## Text section
◇ ◇ ◇

The murder of George Floyd

Metro State student envisions a future of mutual aid

A woman stands in front of a gas station with painted doors.
Huda Yusuf stands outside of the People's Way, formerly a Speedway gas station, at George Floyd's Square on Dec. 4.
Lillian Wunderlich for MPR News

This is part of a monthlong series looking at how the community has transformed the site of George Floyd’s killing — 38th Street and Chicago Avenue in Minneapolis — and at the people behind its transformation. It is the culmination of reporting over several months, and a partnership with South High School to engage neighborhood youth in telling their community’s story.

The summer's unrest, coupled with financial hardship caused by the pandemic, led to an outpouring of donations and volunteerism in south Minneapolis. Metro State student Huda Yusuf was one of the people who stepped up. 

She started out serving food to mourners at the intersection where police killed George Floyd. Yusuf then began helping people experiencing homelessness.

“Our community has developed something called the supply depot. It's this huge room with all these supplies that go directly to the encampments,” Yusuf said. “And when I tell you it's filled, it's filled to the brim. It's beautiful. It makes me so happy.”

A typical day at George Floyd’s Square means being prepared to address a variety of needs. Yusuf works with leaders at the square to raise funds, which can go towards helping people pay their next month's bills or for bus tokens. She also helps people find housing and has even helped people get access to cars. Another part of her day is spent just listening to what people need. 

“Usually it's just holding space — talking with others, seeing what they need. There's so many individuals that come by and so many things that happen throughout the day. You don't know what's going to happen at the square. You also shouldn't be surprised about anything that you'll see down here.”

◇ ◇ ◇

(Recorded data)
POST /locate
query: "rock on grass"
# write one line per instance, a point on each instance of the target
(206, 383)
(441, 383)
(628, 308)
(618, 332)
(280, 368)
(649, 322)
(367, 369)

◇ ◇ ◇

## Parts of the exercise
a – In the article about Huda Yusuf, what was the People's Way before it got that name?
b – Translate this sentence from the article about Huda Yusuf into Spanish: "She started out serving food to mourners at the intersection where police killed George Floyd."

## Results
a – A Speedway gas station.

b – Comenzó sirviendo comida a los dolientes en la intersección donde la policía mató a George Floyd.